■ YOUR ASSIGNMENT: Images do not belong in the copy. Set down all the entries exactly.

■ WORKING DATA:

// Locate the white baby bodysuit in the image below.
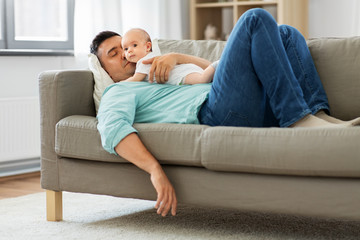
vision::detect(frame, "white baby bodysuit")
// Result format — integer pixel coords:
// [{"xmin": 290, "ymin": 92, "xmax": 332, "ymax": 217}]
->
[{"xmin": 135, "ymin": 52, "xmax": 204, "ymax": 85}]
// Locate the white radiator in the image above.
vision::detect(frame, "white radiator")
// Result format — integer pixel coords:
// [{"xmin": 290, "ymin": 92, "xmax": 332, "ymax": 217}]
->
[{"xmin": 0, "ymin": 97, "xmax": 40, "ymax": 167}]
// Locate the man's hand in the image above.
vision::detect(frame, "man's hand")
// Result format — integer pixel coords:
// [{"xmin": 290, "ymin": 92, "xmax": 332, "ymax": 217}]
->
[
  {"xmin": 142, "ymin": 53, "xmax": 177, "ymax": 84},
  {"xmin": 150, "ymin": 165, "xmax": 177, "ymax": 217},
  {"xmin": 115, "ymin": 133, "xmax": 177, "ymax": 217},
  {"xmin": 142, "ymin": 52, "xmax": 211, "ymax": 84}
]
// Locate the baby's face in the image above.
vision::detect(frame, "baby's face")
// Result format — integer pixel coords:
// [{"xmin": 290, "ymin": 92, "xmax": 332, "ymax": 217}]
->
[{"xmin": 122, "ymin": 30, "xmax": 151, "ymax": 63}]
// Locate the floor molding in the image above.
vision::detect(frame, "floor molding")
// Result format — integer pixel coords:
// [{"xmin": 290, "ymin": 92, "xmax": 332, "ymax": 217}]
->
[
  {"xmin": 0, "ymin": 171, "xmax": 40, "ymax": 182},
  {"xmin": 0, "ymin": 158, "xmax": 40, "ymax": 177}
]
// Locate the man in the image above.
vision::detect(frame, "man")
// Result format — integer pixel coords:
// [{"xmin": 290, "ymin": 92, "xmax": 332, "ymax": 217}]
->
[
  {"xmin": 90, "ymin": 31, "xmax": 210, "ymax": 218},
  {"xmin": 91, "ymin": 9, "xmax": 360, "ymax": 218}
]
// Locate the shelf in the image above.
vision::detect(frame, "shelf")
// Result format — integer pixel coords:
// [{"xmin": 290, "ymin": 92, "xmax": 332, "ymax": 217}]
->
[
  {"xmin": 234, "ymin": 1, "xmax": 277, "ymax": 6},
  {"xmin": 196, "ymin": 1, "xmax": 277, "ymax": 8},
  {"xmin": 196, "ymin": 2, "xmax": 234, "ymax": 8},
  {"xmin": 190, "ymin": 0, "xmax": 308, "ymax": 40}
]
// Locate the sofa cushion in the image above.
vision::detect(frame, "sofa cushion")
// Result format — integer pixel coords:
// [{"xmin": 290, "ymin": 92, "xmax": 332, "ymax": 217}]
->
[
  {"xmin": 201, "ymin": 126, "xmax": 360, "ymax": 177},
  {"xmin": 307, "ymin": 37, "xmax": 360, "ymax": 120},
  {"xmin": 156, "ymin": 39, "xmax": 226, "ymax": 63},
  {"xmin": 55, "ymin": 115, "xmax": 208, "ymax": 167},
  {"xmin": 88, "ymin": 53, "xmax": 114, "ymax": 114},
  {"xmin": 56, "ymin": 116, "xmax": 360, "ymax": 178}
]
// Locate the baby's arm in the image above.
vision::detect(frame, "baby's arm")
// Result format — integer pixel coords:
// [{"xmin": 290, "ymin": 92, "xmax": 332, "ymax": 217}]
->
[{"xmin": 123, "ymin": 72, "xmax": 147, "ymax": 82}]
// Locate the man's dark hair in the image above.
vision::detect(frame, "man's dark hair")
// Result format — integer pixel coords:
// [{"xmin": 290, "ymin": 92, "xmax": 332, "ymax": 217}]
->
[{"xmin": 90, "ymin": 31, "xmax": 120, "ymax": 56}]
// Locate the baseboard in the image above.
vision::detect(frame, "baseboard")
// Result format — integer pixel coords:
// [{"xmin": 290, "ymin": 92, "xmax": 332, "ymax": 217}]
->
[
  {"xmin": 0, "ymin": 158, "xmax": 40, "ymax": 177},
  {"xmin": 0, "ymin": 171, "xmax": 40, "ymax": 182}
]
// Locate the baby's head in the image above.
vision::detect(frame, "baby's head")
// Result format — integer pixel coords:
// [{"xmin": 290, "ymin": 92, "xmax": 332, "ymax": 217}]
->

■ TASK RESULT:
// Locate the white baby bodysuit in the image below.
vision::detect(frame, "white baby bodysuit")
// Result format — integer pixel coords:
// [{"xmin": 290, "ymin": 92, "xmax": 332, "ymax": 217}]
->
[{"xmin": 135, "ymin": 52, "xmax": 204, "ymax": 85}]
// Locate the white radiator in the image above.
vision::detect(frame, "white radiator")
// Result format — integer pixel coords:
// [{"xmin": 290, "ymin": 92, "xmax": 332, "ymax": 217}]
->
[{"xmin": 0, "ymin": 97, "xmax": 40, "ymax": 167}]
// Locate the man's hand in the image above.
vision::detect(frame, "man's hand")
// Result format — integer pixel coords:
// [{"xmin": 290, "ymin": 92, "xmax": 332, "ymax": 217}]
->
[
  {"xmin": 142, "ymin": 53, "xmax": 177, "ymax": 84},
  {"xmin": 150, "ymin": 165, "xmax": 177, "ymax": 217},
  {"xmin": 115, "ymin": 133, "xmax": 177, "ymax": 217},
  {"xmin": 142, "ymin": 52, "xmax": 211, "ymax": 84}
]
// Locate the baby's face in the image above.
vision::detect(frame, "baby's face")
// Result format — integer pixel coords:
// [{"xmin": 290, "ymin": 92, "xmax": 332, "ymax": 217}]
->
[{"xmin": 122, "ymin": 30, "xmax": 151, "ymax": 63}]
// Locate the floor molding in the image above.
vision::detect(frame, "floor molding")
// Result format — integer pixel coords:
// [{"xmin": 290, "ymin": 92, "xmax": 332, "ymax": 217}]
->
[
  {"xmin": 0, "ymin": 171, "xmax": 40, "ymax": 182},
  {"xmin": 0, "ymin": 158, "xmax": 40, "ymax": 177}
]
// Locate the man in the image above.
vision::detect(frame, "man")
// Result format — integer pixel coords:
// [{"xmin": 290, "ymin": 92, "xmax": 332, "ymax": 217}]
->
[
  {"xmin": 90, "ymin": 31, "xmax": 210, "ymax": 218},
  {"xmin": 91, "ymin": 9, "xmax": 360, "ymax": 218}
]
// Locate the shelf in the image above.
vision::detect(frame, "shelf")
// Result format — integer pixel coords:
// [{"xmin": 290, "ymin": 92, "xmax": 332, "ymax": 217}]
->
[
  {"xmin": 234, "ymin": 1, "xmax": 277, "ymax": 6},
  {"xmin": 196, "ymin": 1, "xmax": 277, "ymax": 8},
  {"xmin": 196, "ymin": 2, "xmax": 234, "ymax": 8},
  {"xmin": 190, "ymin": 0, "xmax": 308, "ymax": 40}
]
// Locate the sofa cushion in the image above.
vision::detect(frame, "sofa cushion")
// Result format — integer pixel coords:
// [{"xmin": 290, "ymin": 92, "xmax": 332, "ymax": 217}]
->
[
  {"xmin": 201, "ymin": 126, "xmax": 360, "ymax": 177},
  {"xmin": 307, "ymin": 37, "xmax": 360, "ymax": 120},
  {"xmin": 156, "ymin": 39, "xmax": 226, "ymax": 63},
  {"xmin": 55, "ymin": 115, "xmax": 208, "ymax": 167},
  {"xmin": 88, "ymin": 53, "xmax": 114, "ymax": 114},
  {"xmin": 56, "ymin": 116, "xmax": 360, "ymax": 178}
]
// Locate the baby's arm in the image above.
vision::detect(frame, "baby's arm")
// Result format — integer pixel coords:
// [{"xmin": 290, "ymin": 92, "xmax": 332, "ymax": 217}]
->
[{"xmin": 123, "ymin": 72, "xmax": 147, "ymax": 82}]
// Locate the man's dark hair in the image above.
vision::detect(frame, "man's dark hair")
// Result format — integer pixel coords:
// [{"xmin": 290, "ymin": 92, "xmax": 332, "ymax": 217}]
->
[{"xmin": 90, "ymin": 31, "xmax": 120, "ymax": 56}]
// Locate the baseboard in the image above.
vision::detect(frame, "baseboard")
// Result format — integer pixel coords:
// [{"xmin": 290, "ymin": 92, "xmax": 332, "ymax": 217}]
->
[
  {"xmin": 0, "ymin": 158, "xmax": 40, "ymax": 177},
  {"xmin": 0, "ymin": 171, "xmax": 40, "ymax": 182}
]
// Locate the baby's head in the image above.
vision::detect(frame, "baby's head")
// Result format — integer pixel coords:
// [{"xmin": 290, "ymin": 92, "xmax": 332, "ymax": 217}]
->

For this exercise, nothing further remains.